─── Records to use ───

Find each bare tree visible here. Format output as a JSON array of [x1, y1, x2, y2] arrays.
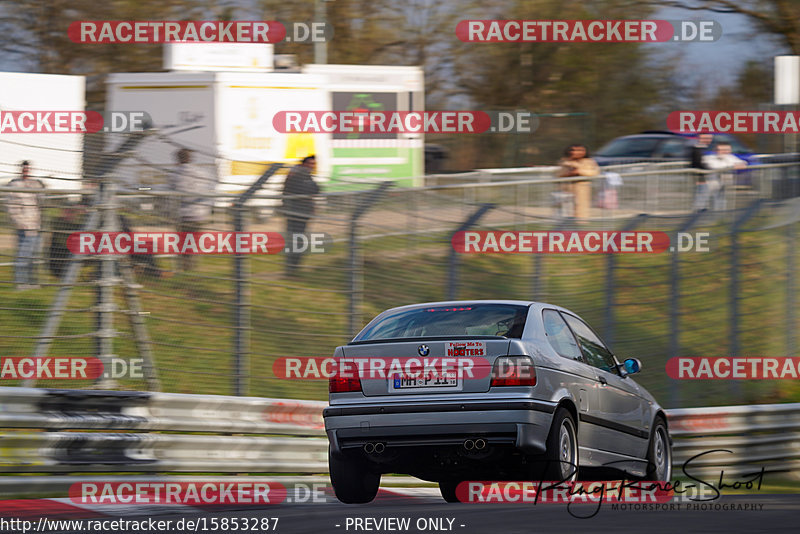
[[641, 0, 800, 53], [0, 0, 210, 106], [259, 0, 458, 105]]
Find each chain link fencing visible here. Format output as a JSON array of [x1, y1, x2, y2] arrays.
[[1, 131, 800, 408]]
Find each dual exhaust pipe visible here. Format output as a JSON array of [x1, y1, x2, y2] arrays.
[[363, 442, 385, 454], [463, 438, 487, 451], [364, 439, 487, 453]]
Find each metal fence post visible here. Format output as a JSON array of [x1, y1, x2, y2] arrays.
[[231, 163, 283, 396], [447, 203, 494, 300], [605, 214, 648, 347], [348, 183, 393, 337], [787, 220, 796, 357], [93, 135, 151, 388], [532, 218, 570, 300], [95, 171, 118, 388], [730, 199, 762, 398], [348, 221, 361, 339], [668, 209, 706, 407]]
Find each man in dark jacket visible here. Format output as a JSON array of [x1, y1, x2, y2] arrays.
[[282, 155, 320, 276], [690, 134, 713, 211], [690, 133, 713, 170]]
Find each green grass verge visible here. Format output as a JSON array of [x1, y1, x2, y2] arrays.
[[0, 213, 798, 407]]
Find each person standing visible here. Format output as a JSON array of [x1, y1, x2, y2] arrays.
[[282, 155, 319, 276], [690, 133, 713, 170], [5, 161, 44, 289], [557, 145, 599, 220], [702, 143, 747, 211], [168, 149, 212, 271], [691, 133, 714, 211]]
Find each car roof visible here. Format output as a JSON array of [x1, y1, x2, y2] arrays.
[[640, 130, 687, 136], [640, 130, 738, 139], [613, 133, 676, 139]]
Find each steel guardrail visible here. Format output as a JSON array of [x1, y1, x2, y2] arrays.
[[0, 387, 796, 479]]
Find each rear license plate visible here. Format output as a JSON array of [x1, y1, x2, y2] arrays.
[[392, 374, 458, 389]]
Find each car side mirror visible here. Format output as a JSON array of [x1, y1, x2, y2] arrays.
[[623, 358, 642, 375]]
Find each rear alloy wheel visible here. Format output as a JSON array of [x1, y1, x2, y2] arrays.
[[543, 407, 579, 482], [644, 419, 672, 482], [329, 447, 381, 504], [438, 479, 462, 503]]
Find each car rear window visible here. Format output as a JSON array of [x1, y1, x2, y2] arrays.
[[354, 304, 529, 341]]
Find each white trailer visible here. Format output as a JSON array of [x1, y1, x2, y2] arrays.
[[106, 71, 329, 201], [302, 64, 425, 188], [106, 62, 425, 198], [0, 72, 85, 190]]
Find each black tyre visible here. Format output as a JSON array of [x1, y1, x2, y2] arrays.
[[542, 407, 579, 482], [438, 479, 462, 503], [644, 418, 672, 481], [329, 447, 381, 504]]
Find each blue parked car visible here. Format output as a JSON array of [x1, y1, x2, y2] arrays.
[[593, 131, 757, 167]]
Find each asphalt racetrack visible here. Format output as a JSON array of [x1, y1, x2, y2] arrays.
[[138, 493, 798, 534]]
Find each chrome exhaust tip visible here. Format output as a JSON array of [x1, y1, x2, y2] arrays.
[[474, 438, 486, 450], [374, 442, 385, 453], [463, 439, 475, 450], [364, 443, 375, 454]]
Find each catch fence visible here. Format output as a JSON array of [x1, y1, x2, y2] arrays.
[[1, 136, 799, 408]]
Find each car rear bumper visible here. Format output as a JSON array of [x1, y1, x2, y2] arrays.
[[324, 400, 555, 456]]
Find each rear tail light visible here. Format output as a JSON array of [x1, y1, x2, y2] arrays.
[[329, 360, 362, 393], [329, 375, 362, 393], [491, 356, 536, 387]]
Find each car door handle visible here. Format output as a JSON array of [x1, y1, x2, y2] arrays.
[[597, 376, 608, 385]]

───
─── Records to use ───

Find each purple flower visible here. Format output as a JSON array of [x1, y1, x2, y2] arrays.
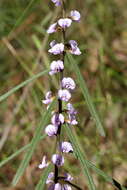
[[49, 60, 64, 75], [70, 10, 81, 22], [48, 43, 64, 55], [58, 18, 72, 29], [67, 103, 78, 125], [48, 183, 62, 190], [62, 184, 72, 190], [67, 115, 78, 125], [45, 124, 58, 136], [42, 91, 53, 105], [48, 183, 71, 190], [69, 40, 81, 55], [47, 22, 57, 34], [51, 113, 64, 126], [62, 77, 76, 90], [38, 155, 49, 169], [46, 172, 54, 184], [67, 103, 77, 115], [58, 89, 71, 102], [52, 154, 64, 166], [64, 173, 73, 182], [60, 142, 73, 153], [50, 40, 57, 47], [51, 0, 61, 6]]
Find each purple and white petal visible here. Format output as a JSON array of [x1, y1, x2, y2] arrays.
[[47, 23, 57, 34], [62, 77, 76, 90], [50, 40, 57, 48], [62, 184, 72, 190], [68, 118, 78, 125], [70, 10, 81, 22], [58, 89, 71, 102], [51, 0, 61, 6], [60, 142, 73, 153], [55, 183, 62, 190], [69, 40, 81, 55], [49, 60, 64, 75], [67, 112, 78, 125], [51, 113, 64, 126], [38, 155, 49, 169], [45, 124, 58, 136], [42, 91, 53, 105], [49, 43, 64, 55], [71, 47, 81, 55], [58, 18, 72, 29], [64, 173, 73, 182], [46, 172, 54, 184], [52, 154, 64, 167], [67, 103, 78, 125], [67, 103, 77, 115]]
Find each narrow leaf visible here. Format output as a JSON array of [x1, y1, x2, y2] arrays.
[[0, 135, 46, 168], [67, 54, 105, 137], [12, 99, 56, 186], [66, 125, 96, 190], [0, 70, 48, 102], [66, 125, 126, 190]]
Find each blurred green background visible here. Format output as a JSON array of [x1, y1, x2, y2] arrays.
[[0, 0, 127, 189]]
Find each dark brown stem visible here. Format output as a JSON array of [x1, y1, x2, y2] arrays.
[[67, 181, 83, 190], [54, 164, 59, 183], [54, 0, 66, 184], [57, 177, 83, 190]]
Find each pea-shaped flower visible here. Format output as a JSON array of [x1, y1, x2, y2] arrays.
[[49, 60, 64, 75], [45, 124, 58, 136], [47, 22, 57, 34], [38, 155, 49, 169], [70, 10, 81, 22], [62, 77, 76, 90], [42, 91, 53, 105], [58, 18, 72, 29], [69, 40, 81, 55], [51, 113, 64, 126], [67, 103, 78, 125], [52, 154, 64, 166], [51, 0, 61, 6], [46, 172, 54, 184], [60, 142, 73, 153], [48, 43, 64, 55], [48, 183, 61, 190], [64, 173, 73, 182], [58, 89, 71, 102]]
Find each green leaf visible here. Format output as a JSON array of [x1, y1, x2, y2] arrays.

───

> [What is expected]
Only one part of the material above is to be transcribed, namely the lines starting with the line that has "Find each narrow" and going on through the line that has "Find each green leaf", exactly as they stand.

> [Answer box]
Find each narrow leaf visible here. Format output as a JSON array of [x1, y1, x2, y2] arrays.
[[0, 135, 46, 168], [67, 54, 105, 137], [12, 99, 56, 186], [66, 125, 96, 190], [0, 70, 48, 102], [66, 125, 126, 190]]
Find each blurred green background visible here. Format output as a JSON array of [x1, y1, x2, y2] arrays.
[[0, 0, 127, 189]]
Find each dark brown stem visible here. Format output as a JSON array of [x1, y1, x2, y2] arrays.
[[67, 181, 83, 190], [54, 164, 59, 183], [54, 0, 66, 184], [57, 177, 83, 190]]
Find each pea-shaped flower visible here. Format output as a JSON array of [x1, y1, x2, y2] arrays.
[[49, 60, 64, 75], [45, 124, 58, 136], [47, 22, 57, 34], [38, 155, 49, 169], [70, 10, 81, 22], [62, 77, 76, 90], [42, 91, 53, 105], [58, 18, 72, 29], [69, 40, 81, 55], [51, 113, 64, 126], [67, 103, 78, 125], [52, 154, 64, 166], [51, 0, 61, 6], [46, 172, 54, 184], [60, 142, 73, 153], [48, 43, 64, 55], [48, 183, 61, 190], [64, 173, 73, 182], [58, 89, 71, 102]]
Find each green leaf visible here. Format output as a JSON array of [x1, y1, x2, y2] arrays.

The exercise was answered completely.